▶ [Text shown]
— BEGIN —

Many thanks for the pointers and the vote of confidence regarding Melaka. My original post dates pretty far back. Since then, thankfully, I've found out everything I need to know. I asked my employer about everything and they happily obliged with detailed answers. I also had a look and found some very good sites, which contained decent levels of general information. However, those sites were mainly aimed at tourists and, as such, arguably biased. What i really lacked...and still do lack....is feedback from a broad section of expats based in Melaka. 

My previous expat experience is NIL regarding Malaysia, but I lived in Thailand and Brazil for a total of 11 years. What surprised me about Melaka and indeed lead to posting the original queries here on this message-board was the absolute absence of other expats responding on other websites (in addition to this website). For example, if i were to post something on a Thailand forum I would get about 100 replies in about 2 days. I have since decided that sheer mathematical probability would be the reason for that - as there are lots of expats in Bangkok and not so many in Melaka. It strikes me as (slightly) odd that there appears to be hardly any internet traffic from expats currently living in Melaka. Is that because there are hardly any expats in Melaka? I hope so.

— END —

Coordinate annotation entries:
— BEGIN —

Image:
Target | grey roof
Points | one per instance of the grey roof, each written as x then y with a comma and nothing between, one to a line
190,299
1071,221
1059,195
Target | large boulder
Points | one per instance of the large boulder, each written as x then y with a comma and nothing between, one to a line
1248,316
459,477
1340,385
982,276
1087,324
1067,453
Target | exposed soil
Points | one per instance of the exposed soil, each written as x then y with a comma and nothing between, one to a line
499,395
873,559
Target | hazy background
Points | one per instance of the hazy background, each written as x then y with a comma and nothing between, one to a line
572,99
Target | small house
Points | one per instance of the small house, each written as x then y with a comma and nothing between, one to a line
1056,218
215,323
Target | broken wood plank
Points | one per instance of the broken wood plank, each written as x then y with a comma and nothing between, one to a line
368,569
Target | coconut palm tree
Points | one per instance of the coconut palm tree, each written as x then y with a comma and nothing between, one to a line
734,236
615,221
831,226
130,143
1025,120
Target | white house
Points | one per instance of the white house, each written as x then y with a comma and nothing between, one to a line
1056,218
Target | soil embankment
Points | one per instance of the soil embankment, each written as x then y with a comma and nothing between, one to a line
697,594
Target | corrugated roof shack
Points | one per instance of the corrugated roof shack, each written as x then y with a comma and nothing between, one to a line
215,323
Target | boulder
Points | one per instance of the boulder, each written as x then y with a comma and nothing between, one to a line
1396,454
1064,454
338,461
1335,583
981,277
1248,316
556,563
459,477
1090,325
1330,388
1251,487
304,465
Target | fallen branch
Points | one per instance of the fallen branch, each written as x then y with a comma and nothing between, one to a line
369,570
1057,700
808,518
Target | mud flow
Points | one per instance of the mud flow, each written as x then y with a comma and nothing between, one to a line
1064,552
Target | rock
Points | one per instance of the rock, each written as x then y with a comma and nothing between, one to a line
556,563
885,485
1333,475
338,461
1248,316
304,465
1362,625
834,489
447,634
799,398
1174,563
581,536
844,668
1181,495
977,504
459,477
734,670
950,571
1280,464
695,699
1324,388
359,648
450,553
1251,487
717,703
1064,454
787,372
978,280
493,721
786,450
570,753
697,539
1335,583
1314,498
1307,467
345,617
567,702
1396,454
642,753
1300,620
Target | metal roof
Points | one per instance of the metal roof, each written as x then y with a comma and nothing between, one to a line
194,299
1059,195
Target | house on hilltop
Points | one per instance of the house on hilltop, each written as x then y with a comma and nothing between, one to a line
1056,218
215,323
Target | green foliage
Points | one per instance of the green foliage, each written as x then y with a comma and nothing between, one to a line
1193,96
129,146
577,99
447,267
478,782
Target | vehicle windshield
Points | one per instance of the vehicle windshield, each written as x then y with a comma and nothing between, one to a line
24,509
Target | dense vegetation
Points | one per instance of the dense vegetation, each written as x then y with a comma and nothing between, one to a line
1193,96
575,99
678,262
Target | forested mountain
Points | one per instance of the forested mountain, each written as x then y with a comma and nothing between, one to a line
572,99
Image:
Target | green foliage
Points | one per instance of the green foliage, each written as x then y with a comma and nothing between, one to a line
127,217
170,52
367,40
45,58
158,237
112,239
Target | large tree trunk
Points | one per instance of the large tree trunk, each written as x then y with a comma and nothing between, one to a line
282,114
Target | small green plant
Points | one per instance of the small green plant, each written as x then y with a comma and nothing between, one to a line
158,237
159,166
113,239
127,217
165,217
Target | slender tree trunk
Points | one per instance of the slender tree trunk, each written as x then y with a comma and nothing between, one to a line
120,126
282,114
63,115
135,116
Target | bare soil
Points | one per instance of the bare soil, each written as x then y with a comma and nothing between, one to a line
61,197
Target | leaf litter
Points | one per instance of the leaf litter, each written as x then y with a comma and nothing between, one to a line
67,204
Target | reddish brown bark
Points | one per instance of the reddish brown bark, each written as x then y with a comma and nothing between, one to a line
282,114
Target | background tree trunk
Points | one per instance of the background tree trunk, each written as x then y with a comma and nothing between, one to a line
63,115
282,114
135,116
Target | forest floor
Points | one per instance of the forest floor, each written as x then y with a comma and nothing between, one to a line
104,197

— END —

▶ [Task to carry out] Carry on the forum post about expats in Melaka, picking up right after its final sentence. This data has no connection to the forum post about expats in Melaka.

▶ [Response for this exercise]
Bill. if there is anything else you can add, please let me know. Or if you know of other forums tell me. Finally, could you tell me where I would be able to meet other expats in Melaka? I would be interested in finding a core group of people I could learn from and get to know.

All the best,

Meandherinddoors!


----------



## Anthony20031989

Hi there,

I am moving to Melaka soon and I'll be staying for 2 years as I got a job as an expat for a French company. Are you still in Melaka? How's life out there? 
Anthony


----------



## Stephie1234

Anthony20031989 said:


> Hi there,
> 
> I am moving to Melaka soon and I'll be staying for 2 years as I got a job as an expat for a French company. Are you still in Melaka? How's life out there?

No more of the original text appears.